• [PROVIDED MATERIAL]:
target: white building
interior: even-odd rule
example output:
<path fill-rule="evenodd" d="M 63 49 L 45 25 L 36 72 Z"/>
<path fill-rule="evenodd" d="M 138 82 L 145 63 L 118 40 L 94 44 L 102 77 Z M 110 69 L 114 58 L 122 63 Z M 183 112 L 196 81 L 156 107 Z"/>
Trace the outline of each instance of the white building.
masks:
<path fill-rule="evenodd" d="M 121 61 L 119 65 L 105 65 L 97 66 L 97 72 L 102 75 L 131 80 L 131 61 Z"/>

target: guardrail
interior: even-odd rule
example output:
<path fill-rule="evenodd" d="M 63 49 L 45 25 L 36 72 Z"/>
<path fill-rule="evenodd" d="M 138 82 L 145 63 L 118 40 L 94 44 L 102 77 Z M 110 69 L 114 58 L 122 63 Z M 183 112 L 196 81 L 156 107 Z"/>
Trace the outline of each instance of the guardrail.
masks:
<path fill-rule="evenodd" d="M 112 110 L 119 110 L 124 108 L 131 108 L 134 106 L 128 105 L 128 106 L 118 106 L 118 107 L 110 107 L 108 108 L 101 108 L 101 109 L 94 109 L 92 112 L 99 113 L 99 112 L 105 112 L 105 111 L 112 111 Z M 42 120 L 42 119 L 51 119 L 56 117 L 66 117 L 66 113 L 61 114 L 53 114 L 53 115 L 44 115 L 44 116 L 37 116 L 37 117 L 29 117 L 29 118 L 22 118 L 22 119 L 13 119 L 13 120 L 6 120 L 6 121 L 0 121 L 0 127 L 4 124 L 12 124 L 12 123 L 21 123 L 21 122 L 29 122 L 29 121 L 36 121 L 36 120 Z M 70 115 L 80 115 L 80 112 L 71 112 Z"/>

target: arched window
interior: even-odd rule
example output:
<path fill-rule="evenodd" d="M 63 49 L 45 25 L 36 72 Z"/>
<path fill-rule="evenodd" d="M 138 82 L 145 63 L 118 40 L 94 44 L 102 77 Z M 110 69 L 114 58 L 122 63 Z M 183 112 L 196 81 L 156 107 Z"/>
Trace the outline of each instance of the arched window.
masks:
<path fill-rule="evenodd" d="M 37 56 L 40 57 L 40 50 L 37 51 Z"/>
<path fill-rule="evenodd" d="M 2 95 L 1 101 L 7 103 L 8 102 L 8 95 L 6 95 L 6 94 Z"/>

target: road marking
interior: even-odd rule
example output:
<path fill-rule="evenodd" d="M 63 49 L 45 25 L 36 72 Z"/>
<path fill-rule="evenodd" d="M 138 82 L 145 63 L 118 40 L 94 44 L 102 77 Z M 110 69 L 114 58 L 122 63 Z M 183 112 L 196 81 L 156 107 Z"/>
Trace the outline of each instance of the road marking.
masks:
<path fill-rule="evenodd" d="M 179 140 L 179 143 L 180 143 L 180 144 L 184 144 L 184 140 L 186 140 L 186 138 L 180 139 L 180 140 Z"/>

• [TASK INSTRUCTIONS]: Write out the listing above without any change, beginning with its first line and continuing through the line that contains "101 L 7 103", that line included.

• [ANSWER TO THE TASK]:
target: white building
interior: even-odd rule
example output:
<path fill-rule="evenodd" d="M 63 49 L 45 25 L 36 72 Z"/>
<path fill-rule="evenodd" d="M 138 82 L 145 63 L 118 40 L 94 44 L 102 77 Z M 110 69 L 114 58 L 122 63 Z M 183 112 L 196 81 L 156 107 Z"/>
Trace the outline of each instance of the white building.
masks:
<path fill-rule="evenodd" d="M 121 61 L 119 65 L 105 65 L 97 66 L 97 72 L 102 75 L 131 80 L 131 61 Z"/>

target: guardrail
interior: even-odd rule
example output:
<path fill-rule="evenodd" d="M 63 49 L 45 25 L 36 72 Z"/>
<path fill-rule="evenodd" d="M 138 82 L 145 63 L 118 40 L 94 44 L 102 77 Z M 110 69 L 114 58 L 122 63 Z M 183 112 L 196 81 L 156 107 Z"/>
Trace the outline of each instance of the guardrail.
masks:
<path fill-rule="evenodd" d="M 112 110 L 119 110 L 124 108 L 131 108 L 134 106 L 128 105 L 128 106 L 118 106 L 118 107 L 110 107 L 108 108 L 101 108 L 101 109 L 94 109 L 92 112 L 99 113 L 99 112 L 105 112 L 105 111 L 112 111 Z M 42 120 L 42 119 L 51 119 L 56 117 L 66 117 L 66 113 L 61 114 L 53 114 L 53 115 L 44 115 L 44 116 L 37 116 L 37 117 L 29 117 L 29 118 L 22 118 L 22 119 L 13 119 L 13 120 L 6 120 L 6 121 L 0 121 L 0 127 L 4 124 L 12 124 L 12 123 L 21 123 L 21 122 L 29 122 L 29 121 L 36 121 L 36 120 Z M 70 115 L 80 115 L 80 112 L 71 112 Z"/>

target: arched window
interior: even-odd rule
example output:
<path fill-rule="evenodd" d="M 63 49 L 45 25 L 36 72 Z"/>
<path fill-rule="evenodd" d="M 138 82 L 145 63 L 118 40 L 94 44 L 102 77 Z M 110 69 L 114 58 L 122 63 Z M 183 112 L 196 81 L 156 107 Z"/>
Trace the outline of each instance of the arched window.
masks:
<path fill-rule="evenodd" d="M 37 56 L 40 57 L 40 50 L 37 51 Z"/>
<path fill-rule="evenodd" d="M 2 95 L 1 101 L 7 103 L 8 102 L 8 95 L 6 95 L 6 94 Z"/>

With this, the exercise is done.